▸ **WHAT THIS TASK INVOLVES**: The answer must be an exact copy of every entry.

Collected data
+ + + +
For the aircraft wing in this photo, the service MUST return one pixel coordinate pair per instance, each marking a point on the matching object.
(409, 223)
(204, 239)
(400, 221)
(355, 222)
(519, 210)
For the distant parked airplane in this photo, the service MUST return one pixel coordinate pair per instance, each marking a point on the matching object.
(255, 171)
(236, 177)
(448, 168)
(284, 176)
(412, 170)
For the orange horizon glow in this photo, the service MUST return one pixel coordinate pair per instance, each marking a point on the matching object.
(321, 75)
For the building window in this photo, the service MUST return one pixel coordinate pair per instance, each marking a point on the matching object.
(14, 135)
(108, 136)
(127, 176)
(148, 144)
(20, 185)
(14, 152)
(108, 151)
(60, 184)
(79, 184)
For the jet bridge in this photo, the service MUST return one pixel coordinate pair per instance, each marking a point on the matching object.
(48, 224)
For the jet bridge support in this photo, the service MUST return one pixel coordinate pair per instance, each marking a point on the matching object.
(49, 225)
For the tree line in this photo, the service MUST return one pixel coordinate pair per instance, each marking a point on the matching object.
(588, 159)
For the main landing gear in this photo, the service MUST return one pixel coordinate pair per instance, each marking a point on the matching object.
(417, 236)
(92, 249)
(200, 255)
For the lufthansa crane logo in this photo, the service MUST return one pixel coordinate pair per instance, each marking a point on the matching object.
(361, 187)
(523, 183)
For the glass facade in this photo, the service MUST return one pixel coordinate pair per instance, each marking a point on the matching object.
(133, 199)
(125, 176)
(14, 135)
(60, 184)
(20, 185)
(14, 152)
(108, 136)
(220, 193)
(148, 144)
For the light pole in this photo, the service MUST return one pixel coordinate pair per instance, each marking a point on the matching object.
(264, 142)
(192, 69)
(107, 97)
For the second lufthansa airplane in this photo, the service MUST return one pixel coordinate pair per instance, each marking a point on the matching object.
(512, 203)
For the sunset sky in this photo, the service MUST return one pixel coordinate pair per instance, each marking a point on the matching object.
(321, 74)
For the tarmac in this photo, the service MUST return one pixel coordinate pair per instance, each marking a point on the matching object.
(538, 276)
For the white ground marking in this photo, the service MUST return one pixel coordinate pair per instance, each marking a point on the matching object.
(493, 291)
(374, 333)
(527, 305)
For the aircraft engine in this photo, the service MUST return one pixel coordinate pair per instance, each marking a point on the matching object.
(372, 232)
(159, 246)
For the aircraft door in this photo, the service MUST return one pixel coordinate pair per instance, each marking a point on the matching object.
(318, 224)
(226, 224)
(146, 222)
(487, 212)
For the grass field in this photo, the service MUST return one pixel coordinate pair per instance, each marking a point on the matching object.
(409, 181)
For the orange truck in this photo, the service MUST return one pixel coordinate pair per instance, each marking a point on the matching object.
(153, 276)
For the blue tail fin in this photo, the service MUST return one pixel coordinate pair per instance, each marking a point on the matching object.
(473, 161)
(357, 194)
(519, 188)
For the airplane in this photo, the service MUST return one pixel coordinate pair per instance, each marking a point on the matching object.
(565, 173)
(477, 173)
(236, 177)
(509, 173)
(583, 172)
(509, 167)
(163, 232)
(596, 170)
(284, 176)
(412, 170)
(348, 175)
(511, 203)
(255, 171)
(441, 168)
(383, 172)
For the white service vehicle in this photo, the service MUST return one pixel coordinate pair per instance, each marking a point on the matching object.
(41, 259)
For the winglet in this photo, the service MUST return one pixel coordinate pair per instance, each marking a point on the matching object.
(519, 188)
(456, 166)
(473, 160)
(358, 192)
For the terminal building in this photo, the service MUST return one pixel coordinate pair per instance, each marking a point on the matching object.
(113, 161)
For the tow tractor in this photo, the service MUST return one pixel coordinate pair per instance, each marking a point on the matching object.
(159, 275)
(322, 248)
+ + + +
▸ **ANSWER BOX**:
For the aircraft wing in this photo, the service MUST return one pixel coordinate pair per instance, each marking a point on the matching object.
(409, 223)
(204, 239)
(400, 221)
(355, 222)
(519, 210)
For the distant parked airplane in this photo, the service MUST return one pixel coordinate pair per instance, each marking a point on the matching object.
(255, 171)
(236, 177)
(448, 168)
(284, 176)
(412, 170)
For the orange horizon glow in this photo, the service MUST return one pixel coordinate pair per instance, each marking a point on the matching object.
(321, 75)
For the building window in this photo, the service MUST return one pixel coordinate pair per instance, each marking a point on the matching object.
(14, 135)
(108, 136)
(127, 176)
(148, 144)
(20, 185)
(14, 152)
(108, 151)
(60, 184)
(79, 184)
For the jet bridge in this photo, the service MUST return one pixel coordinate pair per instance, each marking a point on the matching object.
(48, 224)
For the jet bridge support in this photo, the service MUST return one pixel coordinate pair per instance, each marking a point on the matching object.
(49, 225)
For the tree line in this photo, the service MUST return one pixel coordinate pair per instance, each marking a point on the matching object.
(588, 159)
For the main landing gear in this photo, the service MUST return one pixel coordinate pair per instance, each marking a point on the matching object.
(417, 236)
(92, 249)
(200, 255)
For the lufthansa crane logo in this photo, the service MUST return one pixel coordinate pair per instance, each marking a point on the matching object.
(361, 187)
(523, 183)
For the glass facade in this photo, the service MUST return one pixel coordinate pair per instance, each marking a point on the matching object.
(133, 199)
(125, 176)
(14, 135)
(60, 184)
(20, 185)
(14, 152)
(108, 136)
(220, 193)
(148, 144)
For the light pole in this photo, the service MUST return one pixel coordinate pair per instance, each marking a point on the matching object.
(264, 142)
(192, 69)
(107, 97)
For the second lufthansa airplane in this photo, the service MUST return one pixel coordinate pair per instance, each marking a point on the matching object.
(512, 203)
For the sunset sky in this photo, the service MUST return one pixel coordinate pair per instance, each marking a point on the matching object.
(321, 74)
For the tarmac in this photo, the service MUST return one pixel coordinate pair per instance, each marking a point on the matching object.
(538, 276)
For the white ground marking in this photo, the service MUST return one pixel coordinate pair per instance, each marking a point on the matching object.
(493, 291)
(374, 333)
(527, 305)
For the aircraft engine in this photo, the service MUST return one pixel coordinate pair per instance, each marking a point on the matching object.
(372, 232)
(159, 246)
For the aircraft door in this photo, the service MUST return one pixel coordinate pair per instance, each marking a point on the matching object.
(318, 224)
(226, 224)
(146, 222)
(487, 212)
For the grass field in this photo, the service MUST return one pixel coordinate pair per instance, each marking a point on the matching object.
(409, 181)
For the orange truck in this photo, the service MUST return one pixel coordinate pair per instance, each marking a point on the matching object.
(153, 276)
For the blue tail fin in this photo, the service MUST return one pixel coordinate pair per instance, each marking a point on the matching object.
(473, 161)
(357, 194)
(519, 188)
For the airplane in this photo, the service MUST return one pixel coordinate pair per instance, each marking a point on the matching object.
(565, 173)
(477, 173)
(236, 177)
(509, 173)
(583, 172)
(509, 167)
(163, 232)
(596, 170)
(284, 176)
(412, 170)
(348, 175)
(511, 203)
(255, 171)
(441, 168)
(383, 172)
For the white service vehicle in this photo, the service MUST return one pixel coordinate pair per instance, each marking a point on the matching object.
(41, 259)
For the winglet in this photo, the service MUST return one pixel coordinate pair per instance, each marking a point on the matching object.
(519, 188)
(456, 166)
(473, 160)
(358, 192)
For the terminal building in this photo, the service MUST return one pixel coordinate pair per instance, each marking a point on the matching object.
(113, 161)
For the tow tractor in this photo, the service MUST return one pixel coordinate pair per instance, each marking a point on the matching object.
(159, 275)
(322, 248)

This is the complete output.